■ Selected excerpt
────────────────────

= First Carnell ministry =

The First Carnell Ministry was the fifth ministry of the Government of the Australian Capital Territory, and was led by Liberal Chief Minister Kate Carnell and her three successive deputies, Tony De Domenico, Gary Humphries and Trevor Kaine. It was sworn in on 15 March 1995 after Carnell led the Liberal Party to its first ever election victory in the 1995 Australian Capital Territory election. (The party had previously held office in an Alliance with Residents Rally from 1989 to 1991, with Kaine as Chief Minister, brought about as the result of a successful no-confidence motion in the Follett Labor government.)

Having won office with a clear majority, Carnell appointed a full ministry comprising Liberal member. Fellow newcomer Tony De Domenico was sworn in as Carnell's deputy, along with Bill Stefaniak as education minister. Gary Humphries was the sole returning minister from the Kaine government, appointed Attorney-General; Kaine himself, a factional opponent of Carnell, was left on the backbenches.

The ministry saw one major change, when in January 1997, Deputy Chief Minister Tony De Domenico suddenly resigned from parliament in order to take up an offer of a position in the private sector. Humphries, who had the support of Carnell, was sworn in as an interim deputy on 9 January, but was defeated by Kaine for the permanent position after fierce lobbying from Kaine and his allies within the party. Kaine subsequently returned to the ministry, taking on De Domenico's former portfolios as well as a role Minister Assisting the Treasurer (who at the time was Carnell).

The ministry lasted until 31 March 1998, when the Second Carnell Ministry was sworn in after the Carnell government's re-election at the 1998 election.

────────────────────

■ Information supplied
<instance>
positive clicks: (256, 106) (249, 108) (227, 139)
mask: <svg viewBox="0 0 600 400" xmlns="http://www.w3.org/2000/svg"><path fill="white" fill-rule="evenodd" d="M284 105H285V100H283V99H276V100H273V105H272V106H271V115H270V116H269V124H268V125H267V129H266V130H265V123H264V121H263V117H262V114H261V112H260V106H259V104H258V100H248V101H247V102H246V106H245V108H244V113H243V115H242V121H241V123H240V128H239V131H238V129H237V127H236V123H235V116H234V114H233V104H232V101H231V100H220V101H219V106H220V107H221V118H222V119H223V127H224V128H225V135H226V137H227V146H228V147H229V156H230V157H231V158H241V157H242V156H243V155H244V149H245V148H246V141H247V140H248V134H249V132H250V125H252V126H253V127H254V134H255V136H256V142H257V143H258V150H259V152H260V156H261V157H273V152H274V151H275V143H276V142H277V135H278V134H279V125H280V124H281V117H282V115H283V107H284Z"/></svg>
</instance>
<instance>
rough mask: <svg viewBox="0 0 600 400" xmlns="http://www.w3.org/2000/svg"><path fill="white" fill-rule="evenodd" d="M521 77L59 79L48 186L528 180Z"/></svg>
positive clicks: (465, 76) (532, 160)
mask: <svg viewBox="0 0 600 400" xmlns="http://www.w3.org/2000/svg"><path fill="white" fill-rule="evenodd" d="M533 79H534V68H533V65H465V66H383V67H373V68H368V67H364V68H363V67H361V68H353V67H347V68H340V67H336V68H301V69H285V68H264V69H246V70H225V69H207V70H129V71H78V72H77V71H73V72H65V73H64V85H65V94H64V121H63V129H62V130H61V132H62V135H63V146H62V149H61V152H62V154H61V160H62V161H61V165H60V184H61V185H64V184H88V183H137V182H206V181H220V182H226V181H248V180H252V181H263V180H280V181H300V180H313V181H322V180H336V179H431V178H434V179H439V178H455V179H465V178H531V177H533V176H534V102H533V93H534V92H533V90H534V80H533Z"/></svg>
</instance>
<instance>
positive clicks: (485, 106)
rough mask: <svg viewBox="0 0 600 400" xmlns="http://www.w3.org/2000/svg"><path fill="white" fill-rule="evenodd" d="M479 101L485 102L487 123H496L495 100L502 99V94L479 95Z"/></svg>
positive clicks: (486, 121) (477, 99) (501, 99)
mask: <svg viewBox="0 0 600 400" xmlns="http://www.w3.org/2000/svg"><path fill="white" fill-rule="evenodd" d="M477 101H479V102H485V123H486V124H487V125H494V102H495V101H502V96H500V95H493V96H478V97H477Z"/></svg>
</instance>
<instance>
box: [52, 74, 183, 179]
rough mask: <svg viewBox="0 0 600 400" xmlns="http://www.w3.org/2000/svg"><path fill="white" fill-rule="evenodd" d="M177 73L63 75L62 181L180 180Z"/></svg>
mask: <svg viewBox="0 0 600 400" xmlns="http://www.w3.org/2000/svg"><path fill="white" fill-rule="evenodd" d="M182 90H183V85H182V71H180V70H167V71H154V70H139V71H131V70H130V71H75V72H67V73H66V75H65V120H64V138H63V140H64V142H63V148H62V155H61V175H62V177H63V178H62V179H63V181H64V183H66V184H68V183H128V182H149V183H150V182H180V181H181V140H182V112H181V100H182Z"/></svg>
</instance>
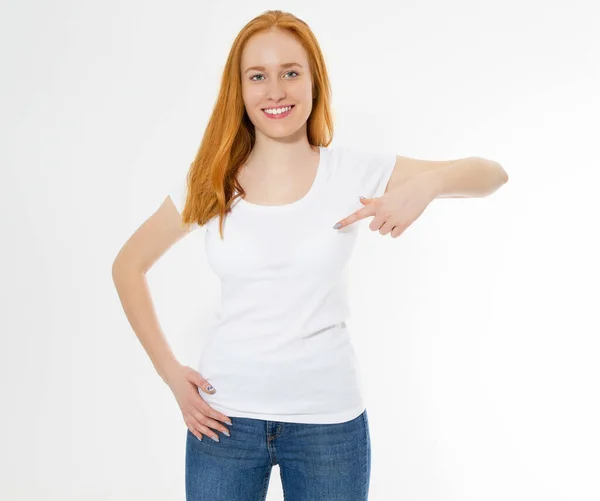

────────────────────

■ Required tasks
(A) Who served as Carnell's deputy, according to the passage on the First Carnell Ministry?
(B) Write a continuation of the passage on the First Carnell Ministry, starting after its last sentence.
Nothing in the material is needed here.

■ Answers in order
(A) Tony De Domenico, Gary Humphries and Trevor Kaine.

(B)
==First arrangement==
This covers the period from 15 March 1995 (when the Ministry was sworn in) until 31 January 1997 when a significant reshuffle occurred. There were two minor changes during this period. Firstly, when, on 28 June 1996, Tony De Domenico was appointed to the new portfolio of Minister for Regulatory Reform. There were two slight changes with merging of ministries covering police and emergency service for Humphries and education and training for Steganiak. The second changed occurred on 9 January 1997, when Gary Humphries assumed responsibility as Deputy Chief Minister following the sudden announcement by Domenico that he was taking up an offer of a position in the private sector.

| Ministerial Title | Minister | Party affiliation |  |
|---|---|---|---|
| Chief Minister Treasurer Minister for Health and Community Care | Kate Carnell |  | Liberal |
| Deputy Chief Minister (until 9 January 1997) Minister for Urban Services Minister for Industrial Relations Minister for Business, Employment and Tourism Minister for Regulatory Reform (from 28 June 1996) | Tony De Domenico |  | Liberal |
| Deputy Chief Minister (from 9 January 1997) Attorney-General Minister for the Arts and Heritage Minister for the Environment, Land and Planning Minister for Police (until 28 June 1996) Minister for Emergency Services (until 28 June 1996) Minister for Consumer Affairs Minister for Police and Emergency Services (from 28 June 1996) | Gary Humphries |  | Liberal |
| Minister for Education (until 28 June 1996) Minister for Education and Training (from 28 June 1996) Minister for Housing and Family Services Minister for Sport and Recreation Minister for Children's and Youth Services | Bill Stefaniak |  | Liberal |

==Second arrangement==
This covers the period from 31 January 1997 until 31 March 1998, when the Second Carnell Ministry was sworn in. During this period, the position of Deputy Chief Minister was hotly contested in a public factional battle between the opposing Carnell and Kaine factions. Humprhries was the Carnell faction candidate for Deputy Chief Minister. He was appointed initially by Carnell, on the resignation of De Domenico, but Kaine defeated Humphries in a party room vote. Carnell was forced to get Humprhries to stand aside for nearly three weeks until 17 February 1997, when they organised the factional numbers to roll Kaine. The only change in the ministry during this period was the position of Deputy Chief Minister.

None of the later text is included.